== TASK PROMPT ==
Where a line holds the word "track", copy it from the records.

━━━

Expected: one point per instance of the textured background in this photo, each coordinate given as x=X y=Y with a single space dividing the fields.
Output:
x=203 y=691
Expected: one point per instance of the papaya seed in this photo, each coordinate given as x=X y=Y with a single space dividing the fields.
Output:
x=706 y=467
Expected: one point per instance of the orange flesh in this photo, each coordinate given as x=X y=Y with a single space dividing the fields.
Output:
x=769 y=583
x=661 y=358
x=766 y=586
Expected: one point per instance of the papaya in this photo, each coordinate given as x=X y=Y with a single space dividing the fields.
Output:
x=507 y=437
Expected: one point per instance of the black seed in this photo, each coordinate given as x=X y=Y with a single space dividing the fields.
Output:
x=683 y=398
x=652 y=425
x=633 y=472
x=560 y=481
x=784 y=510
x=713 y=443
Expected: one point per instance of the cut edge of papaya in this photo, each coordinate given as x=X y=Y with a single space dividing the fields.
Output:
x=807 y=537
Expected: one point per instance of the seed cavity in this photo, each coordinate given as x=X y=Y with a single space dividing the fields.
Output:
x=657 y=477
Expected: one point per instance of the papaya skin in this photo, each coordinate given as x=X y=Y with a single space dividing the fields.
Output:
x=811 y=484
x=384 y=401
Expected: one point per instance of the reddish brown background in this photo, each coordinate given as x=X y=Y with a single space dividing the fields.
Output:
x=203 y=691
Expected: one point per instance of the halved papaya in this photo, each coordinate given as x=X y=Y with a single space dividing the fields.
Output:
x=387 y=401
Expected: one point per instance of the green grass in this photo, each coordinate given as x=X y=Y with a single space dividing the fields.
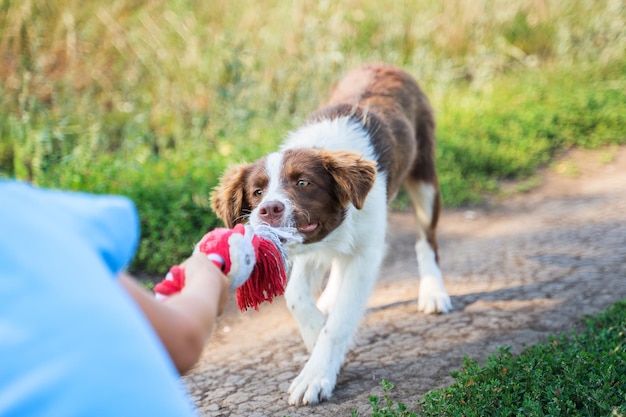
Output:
x=571 y=375
x=153 y=100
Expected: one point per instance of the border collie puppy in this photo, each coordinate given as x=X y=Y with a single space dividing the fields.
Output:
x=332 y=180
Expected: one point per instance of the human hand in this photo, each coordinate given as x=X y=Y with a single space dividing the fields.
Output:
x=204 y=279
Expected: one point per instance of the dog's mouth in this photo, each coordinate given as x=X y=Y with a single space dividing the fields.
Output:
x=308 y=228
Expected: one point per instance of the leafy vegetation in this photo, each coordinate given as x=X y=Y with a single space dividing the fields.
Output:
x=571 y=375
x=153 y=100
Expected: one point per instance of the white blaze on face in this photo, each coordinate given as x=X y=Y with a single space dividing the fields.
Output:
x=274 y=190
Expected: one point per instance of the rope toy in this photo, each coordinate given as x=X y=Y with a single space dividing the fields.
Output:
x=254 y=260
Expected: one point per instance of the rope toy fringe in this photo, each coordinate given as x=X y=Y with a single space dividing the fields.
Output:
x=254 y=260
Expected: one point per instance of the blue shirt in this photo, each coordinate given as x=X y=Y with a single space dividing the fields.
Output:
x=72 y=342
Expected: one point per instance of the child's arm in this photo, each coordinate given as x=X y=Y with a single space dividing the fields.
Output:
x=185 y=320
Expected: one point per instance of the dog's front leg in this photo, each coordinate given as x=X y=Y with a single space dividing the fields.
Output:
x=317 y=379
x=304 y=282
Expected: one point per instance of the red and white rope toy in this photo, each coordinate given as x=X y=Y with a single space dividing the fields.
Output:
x=254 y=260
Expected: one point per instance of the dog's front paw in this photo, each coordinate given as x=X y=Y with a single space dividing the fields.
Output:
x=433 y=298
x=430 y=304
x=311 y=387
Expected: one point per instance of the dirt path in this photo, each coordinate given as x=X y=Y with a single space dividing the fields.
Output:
x=517 y=270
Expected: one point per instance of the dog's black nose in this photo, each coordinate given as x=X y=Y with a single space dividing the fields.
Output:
x=272 y=212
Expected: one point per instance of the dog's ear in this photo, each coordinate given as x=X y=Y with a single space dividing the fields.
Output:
x=228 y=199
x=353 y=175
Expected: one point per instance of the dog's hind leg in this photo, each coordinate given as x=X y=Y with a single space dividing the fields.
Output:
x=423 y=189
x=432 y=296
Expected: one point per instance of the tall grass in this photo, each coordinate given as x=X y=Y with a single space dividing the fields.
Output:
x=125 y=96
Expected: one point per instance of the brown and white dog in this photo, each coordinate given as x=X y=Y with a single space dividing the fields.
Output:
x=332 y=180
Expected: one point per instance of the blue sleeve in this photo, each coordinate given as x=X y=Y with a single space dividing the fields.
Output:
x=72 y=343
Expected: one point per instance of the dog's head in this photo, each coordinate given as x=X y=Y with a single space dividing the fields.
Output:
x=309 y=189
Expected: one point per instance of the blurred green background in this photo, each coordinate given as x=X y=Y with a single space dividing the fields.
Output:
x=153 y=99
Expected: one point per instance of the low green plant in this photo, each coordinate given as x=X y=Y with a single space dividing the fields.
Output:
x=385 y=406
x=571 y=375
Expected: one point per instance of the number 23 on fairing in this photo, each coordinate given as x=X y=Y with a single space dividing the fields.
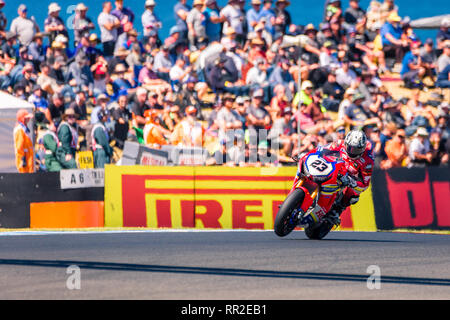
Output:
x=318 y=166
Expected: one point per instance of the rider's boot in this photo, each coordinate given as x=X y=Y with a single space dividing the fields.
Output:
x=334 y=214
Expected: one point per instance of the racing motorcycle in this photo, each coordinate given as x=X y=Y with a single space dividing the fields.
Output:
x=322 y=179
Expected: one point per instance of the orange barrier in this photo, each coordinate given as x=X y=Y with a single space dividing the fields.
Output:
x=205 y=197
x=74 y=214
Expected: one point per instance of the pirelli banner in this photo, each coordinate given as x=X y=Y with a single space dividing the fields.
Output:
x=206 y=197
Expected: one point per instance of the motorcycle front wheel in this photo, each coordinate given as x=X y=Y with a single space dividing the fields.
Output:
x=285 y=221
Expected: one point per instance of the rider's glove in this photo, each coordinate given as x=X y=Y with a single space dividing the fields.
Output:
x=348 y=181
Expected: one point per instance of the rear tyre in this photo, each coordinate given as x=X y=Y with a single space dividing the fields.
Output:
x=284 y=221
x=318 y=231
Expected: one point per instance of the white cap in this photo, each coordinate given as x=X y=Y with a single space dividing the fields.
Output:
x=53 y=7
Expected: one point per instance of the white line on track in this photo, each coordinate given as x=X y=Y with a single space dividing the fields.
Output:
x=58 y=232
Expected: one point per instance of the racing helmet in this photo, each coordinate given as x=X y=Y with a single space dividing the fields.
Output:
x=355 y=143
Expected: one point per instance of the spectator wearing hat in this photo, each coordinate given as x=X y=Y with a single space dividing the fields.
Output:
x=25 y=28
x=122 y=117
x=138 y=106
x=109 y=24
x=163 y=63
x=345 y=76
x=281 y=75
x=40 y=103
x=68 y=136
x=7 y=48
x=438 y=149
x=278 y=102
x=282 y=17
x=121 y=81
x=127 y=38
x=147 y=76
x=328 y=61
x=429 y=57
x=223 y=77
x=3 y=19
x=196 y=23
x=228 y=118
x=443 y=34
x=153 y=132
x=79 y=105
x=420 y=149
x=333 y=10
x=79 y=75
x=213 y=20
x=391 y=35
x=124 y=14
x=150 y=21
x=413 y=72
x=101 y=149
x=354 y=16
x=55 y=109
x=36 y=51
x=252 y=15
x=189 y=132
x=181 y=10
x=102 y=101
x=82 y=24
x=53 y=24
x=189 y=95
x=257 y=75
x=120 y=57
x=257 y=116
x=443 y=68
x=346 y=102
x=23 y=143
x=235 y=18
x=52 y=148
x=179 y=73
x=333 y=93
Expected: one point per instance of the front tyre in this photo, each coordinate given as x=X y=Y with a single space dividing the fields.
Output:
x=286 y=219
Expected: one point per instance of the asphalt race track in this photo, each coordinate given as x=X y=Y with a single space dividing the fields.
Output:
x=224 y=265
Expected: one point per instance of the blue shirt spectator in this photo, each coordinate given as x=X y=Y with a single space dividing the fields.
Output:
x=212 y=13
x=181 y=9
x=388 y=28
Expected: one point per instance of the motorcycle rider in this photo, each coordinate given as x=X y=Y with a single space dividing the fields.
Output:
x=356 y=151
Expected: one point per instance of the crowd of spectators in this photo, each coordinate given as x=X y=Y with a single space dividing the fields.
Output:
x=243 y=68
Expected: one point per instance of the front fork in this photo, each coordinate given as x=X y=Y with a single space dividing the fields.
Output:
x=307 y=215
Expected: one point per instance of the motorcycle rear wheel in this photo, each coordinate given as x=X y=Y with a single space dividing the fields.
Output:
x=284 y=224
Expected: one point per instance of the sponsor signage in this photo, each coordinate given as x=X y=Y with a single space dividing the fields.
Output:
x=82 y=178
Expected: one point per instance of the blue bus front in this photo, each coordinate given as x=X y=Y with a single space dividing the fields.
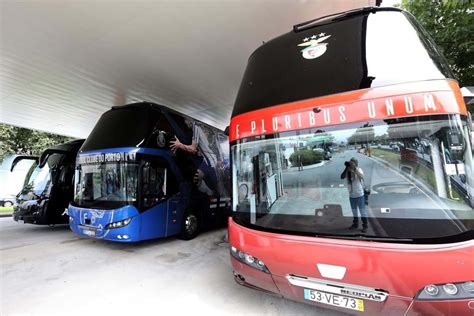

━━━

== RESPONSE TO THIS EXERCISE ==
Expected: one point per instance of the white line on track in this photo, each coordinate given as x=X y=Y with a single space dividing the fields.
Expected: one point per instance of the asphalt race track in this photo, each coordinate given as x=X y=Y with a single space dividing the fields.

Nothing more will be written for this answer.